(Location identification items)
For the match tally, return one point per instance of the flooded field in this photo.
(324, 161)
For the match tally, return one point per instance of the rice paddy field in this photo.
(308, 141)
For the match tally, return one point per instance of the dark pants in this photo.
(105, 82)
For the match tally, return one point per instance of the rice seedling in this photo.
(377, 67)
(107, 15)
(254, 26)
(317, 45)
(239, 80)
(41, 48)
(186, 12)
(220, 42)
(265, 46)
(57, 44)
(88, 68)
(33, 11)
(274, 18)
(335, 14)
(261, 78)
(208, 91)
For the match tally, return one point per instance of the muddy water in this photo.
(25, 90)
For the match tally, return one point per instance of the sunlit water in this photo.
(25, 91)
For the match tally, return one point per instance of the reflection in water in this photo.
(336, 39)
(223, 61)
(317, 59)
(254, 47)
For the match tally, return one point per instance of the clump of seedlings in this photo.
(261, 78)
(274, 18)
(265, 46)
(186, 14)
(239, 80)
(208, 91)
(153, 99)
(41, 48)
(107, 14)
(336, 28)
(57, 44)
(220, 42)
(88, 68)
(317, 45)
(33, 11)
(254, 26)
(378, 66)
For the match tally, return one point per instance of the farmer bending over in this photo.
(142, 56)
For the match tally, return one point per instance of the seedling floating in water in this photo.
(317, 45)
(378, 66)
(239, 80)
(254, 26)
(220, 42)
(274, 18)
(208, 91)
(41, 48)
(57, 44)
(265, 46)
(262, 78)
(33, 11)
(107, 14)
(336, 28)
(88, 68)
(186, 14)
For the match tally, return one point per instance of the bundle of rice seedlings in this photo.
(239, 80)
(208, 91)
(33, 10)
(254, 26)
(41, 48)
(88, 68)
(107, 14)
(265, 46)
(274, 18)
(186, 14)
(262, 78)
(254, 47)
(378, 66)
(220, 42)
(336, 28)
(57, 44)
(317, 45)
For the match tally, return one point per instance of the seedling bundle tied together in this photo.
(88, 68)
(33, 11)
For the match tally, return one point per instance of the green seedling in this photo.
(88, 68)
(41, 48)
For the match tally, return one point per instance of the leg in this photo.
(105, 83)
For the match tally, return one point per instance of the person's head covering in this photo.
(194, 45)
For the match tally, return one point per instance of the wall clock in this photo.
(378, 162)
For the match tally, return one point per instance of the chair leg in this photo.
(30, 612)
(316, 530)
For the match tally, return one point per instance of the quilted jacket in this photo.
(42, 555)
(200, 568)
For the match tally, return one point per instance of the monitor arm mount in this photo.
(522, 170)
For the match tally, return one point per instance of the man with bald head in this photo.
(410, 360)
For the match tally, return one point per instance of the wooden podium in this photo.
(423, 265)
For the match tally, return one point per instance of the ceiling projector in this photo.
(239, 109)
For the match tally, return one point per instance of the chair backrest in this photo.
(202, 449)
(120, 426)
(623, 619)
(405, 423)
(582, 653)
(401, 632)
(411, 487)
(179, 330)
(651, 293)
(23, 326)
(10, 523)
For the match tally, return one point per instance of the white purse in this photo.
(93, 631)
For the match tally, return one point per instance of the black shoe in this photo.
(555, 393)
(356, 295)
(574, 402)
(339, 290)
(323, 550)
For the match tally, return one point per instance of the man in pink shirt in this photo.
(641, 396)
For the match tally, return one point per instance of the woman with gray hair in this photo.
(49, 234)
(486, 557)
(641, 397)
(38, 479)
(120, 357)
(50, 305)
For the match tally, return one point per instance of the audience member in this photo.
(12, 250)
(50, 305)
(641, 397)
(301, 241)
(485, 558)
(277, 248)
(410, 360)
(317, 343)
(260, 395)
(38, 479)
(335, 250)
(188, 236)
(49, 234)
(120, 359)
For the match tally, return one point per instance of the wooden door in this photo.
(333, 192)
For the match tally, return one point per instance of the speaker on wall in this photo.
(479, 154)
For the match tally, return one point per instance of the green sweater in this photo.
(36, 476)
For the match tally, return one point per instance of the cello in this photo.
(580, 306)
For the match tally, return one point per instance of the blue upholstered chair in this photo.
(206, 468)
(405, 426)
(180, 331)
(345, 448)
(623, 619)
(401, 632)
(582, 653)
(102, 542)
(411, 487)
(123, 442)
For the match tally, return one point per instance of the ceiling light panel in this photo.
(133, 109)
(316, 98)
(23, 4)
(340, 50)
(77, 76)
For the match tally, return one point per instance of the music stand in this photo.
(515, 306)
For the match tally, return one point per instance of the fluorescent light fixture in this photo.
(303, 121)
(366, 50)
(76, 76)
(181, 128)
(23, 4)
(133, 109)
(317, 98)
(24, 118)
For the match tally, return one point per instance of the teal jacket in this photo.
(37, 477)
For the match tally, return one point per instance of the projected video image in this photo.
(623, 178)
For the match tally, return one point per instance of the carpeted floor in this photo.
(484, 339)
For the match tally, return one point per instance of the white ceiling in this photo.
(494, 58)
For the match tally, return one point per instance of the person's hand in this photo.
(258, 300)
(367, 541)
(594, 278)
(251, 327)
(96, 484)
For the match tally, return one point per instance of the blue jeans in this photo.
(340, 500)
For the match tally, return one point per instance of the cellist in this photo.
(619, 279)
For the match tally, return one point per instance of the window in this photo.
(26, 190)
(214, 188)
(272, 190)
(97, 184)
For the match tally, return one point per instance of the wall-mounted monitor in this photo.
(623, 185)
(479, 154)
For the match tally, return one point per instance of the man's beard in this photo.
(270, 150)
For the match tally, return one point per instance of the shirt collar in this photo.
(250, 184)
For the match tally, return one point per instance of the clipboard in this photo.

Stated task: Retype the listing exactly, in full.

Correct output:
For the match tally, return one point per instance of the flooded field in this photo.
(324, 161)
For the match tally, return one point per instance of the rice paddy field in this photo.
(308, 141)
For the match tally, return one point per instance of the dark pants in this photo.
(105, 82)
For the match tally, return one point per instance of the rice seedling in this photo.
(377, 67)
(107, 15)
(254, 26)
(317, 45)
(239, 80)
(41, 48)
(186, 12)
(220, 42)
(265, 46)
(57, 44)
(88, 68)
(33, 11)
(274, 18)
(335, 14)
(261, 78)
(208, 91)
For the match tally, return one point per instance of the muddy water in this photo.
(25, 90)
For the match tally, return one point per instance of the sunlit water in this photo.
(25, 91)
For the match tally, return one point per instance of the reflection in water in this photo.
(336, 39)
(223, 61)
(317, 59)
(254, 47)
For the match tally, return one point per instance of the clump of seedlings in this photo.
(261, 78)
(274, 18)
(265, 46)
(186, 14)
(239, 80)
(208, 91)
(153, 99)
(41, 48)
(107, 14)
(336, 28)
(57, 44)
(220, 42)
(88, 68)
(317, 45)
(33, 11)
(254, 26)
(378, 66)
For the match tally, return one point per instance of the farmer bending over in this photo.
(142, 56)
For the match tally, return one point per instance of the seedling floating in water in this photo.
(317, 45)
(378, 66)
(239, 80)
(254, 26)
(220, 42)
(274, 18)
(208, 91)
(41, 48)
(57, 44)
(265, 46)
(262, 78)
(33, 11)
(107, 14)
(336, 28)
(88, 68)
(186, 14)
For the match tally, return one point per instance of the bundle of rice seedlings in this photo.
(239, 80)
(208, 91)
(33, 10)
(254, 26)
(41, 48)
(88, 68)
(107, 14)
(265, 46)
(274, 18)
(186, 14)
(262, 78)
(254, 47)
(378, 66)
(220, 42)
(336, 28)
(57, 44)
(317, 45)
For the match tally, return one point per instance of the seedling bundle tied together in this photo.
(88, 68)
(33, 11)
For the match tally, return one point per instance of the green seedling in this photo.
(88, 68)
(41, 48)
For the match tally, return one point per instance of the leg in this photo.
(105, 83)
For the match tally, return one point per instance of the person's head covering in this photo.
(194, 45)
For the match tally, return one point per instance of the wall clock in this photo.
(378, 162)
For the match tally, return one point per instance of the chair leg in this photo.
(30, 612)
(316, 530)
For the match tally, return one point per instance of the quilted jacket in this photo.
(42, 555)
(200, 568)
For the match tally, return one point per instance of the monitor arm mount in this photo.
(522, 170)
For the match tally, return one point per instance of the man with bald head in this photo.
(410, 360)
For the match tally, return one point per instance of the wooden podium in this photo.
(423, 265)
For the match tally, return one point per instance of the ceiling projector in this photo.
(239, 109)
For the match tally, return one point per instance of the chair backrest in this photo.
(202, 449)
(120, 426)
(623, 619)
(405, 423)
(582, 653)
(401, 632)
(411, 487)
(179, 330)
(651, 293)
(23, 326)
(10, 523)
For the match tally, return one point per instance of the white purse in this photo.
(93, 631)
For the match tally, return one point per instance of the black shoe in this photo.
(555, 393)
(356, 295)
(574, 402)
(339, 290)
(323, 550)
For the match tally, return one point per instance of the man in pink shirt in this photo.
(641, 396)
For the match tally, return one point per instance of the woman with gray hair in this photo.
(49, 234)
(486, 557)
(641, 397)
(38, 479)
(120, 357)
(50, 305)
For the match tally, return one point per instance of the audience member in this photo.
(12, 250)
(50, 305)
(641, 397)
(301, 241)
(485, 558)
(277, 248)
(410, 360)
(317, 343)
(260, 395)
(38, 479)
(335, 250)
(188, 236)
(49, 234)
(120, 359)
For the match tally, return one point per instance of the wooden door in this photo.
(333, 192)
For the match tally, return one point per instance of the speaker on wall in this photo.
(479, 154)
For the match tally, return one point per instance of the green sweater in this photo.
(36, 476)
For the match tally, return one point per instance of the cello in this photo.
(580, 306)
For the match tally, return one point per instance of the blue upholstered chair in this photo.
(206, 468)
(405, 426)
(180, 331)
(345, 448)
(623, 619)
(401, 632)
(582, 653)
(102, 542)
(411, 487)
(123, 442)
For the match tally, return one point per instance of the ceiling light panel in this photo.
(133, 109)
(316, 98)
(23, 4)
(340, 50)
(77, 76)
For the match tally, return one point per instance of the music stand in this photo.
(515, 306)
For the match tally, return one point per instance of the fluorescent light fixture in this photo.
(303, 121)
(366, 50)
(76, 76)
(181, 128)
(23, 4)
(133, 109)
(317, 98)
(24, 118)
For the match tally, return one point per instance of the teal jacket in this photo.
(37, 477)
For the match tally, return one point per instance of the projected video image in this photo.
(623, 178)
For the match tally, return one point per instance of the carpeted floor in this photo.
(484, 339)
For the match tally, return one point per instance of the white ceiling in this photo.
(494, 58)
For the match tally, return one point per instance of the person's hand in this photo.
(258, 300)
(367, 541)
(594, 278)
(251, 327)
(96, 484)
For the match tally, return one point per instance of the blue jeans in this photo.
(340, 500)
For the match tally, return one point per instance of the cellist in this photo.
(619, 279)
For the match tally, return one point per instance of the window in this photo.
(26, 190)
(214, 188)
(272, 190)
(97, 184)
For the match tally, return one point per instance of the wall-mounted monitor in this photo.
(623, 185)
(479, 154)
For the match tally, return one point per instance of the man's beard in this photo.
(270, 150)
For the match tally, return one point per instance of the shirt collar in this photo.
(250, 184)
For the match tally, return one point per instance of the clipboard in this photo.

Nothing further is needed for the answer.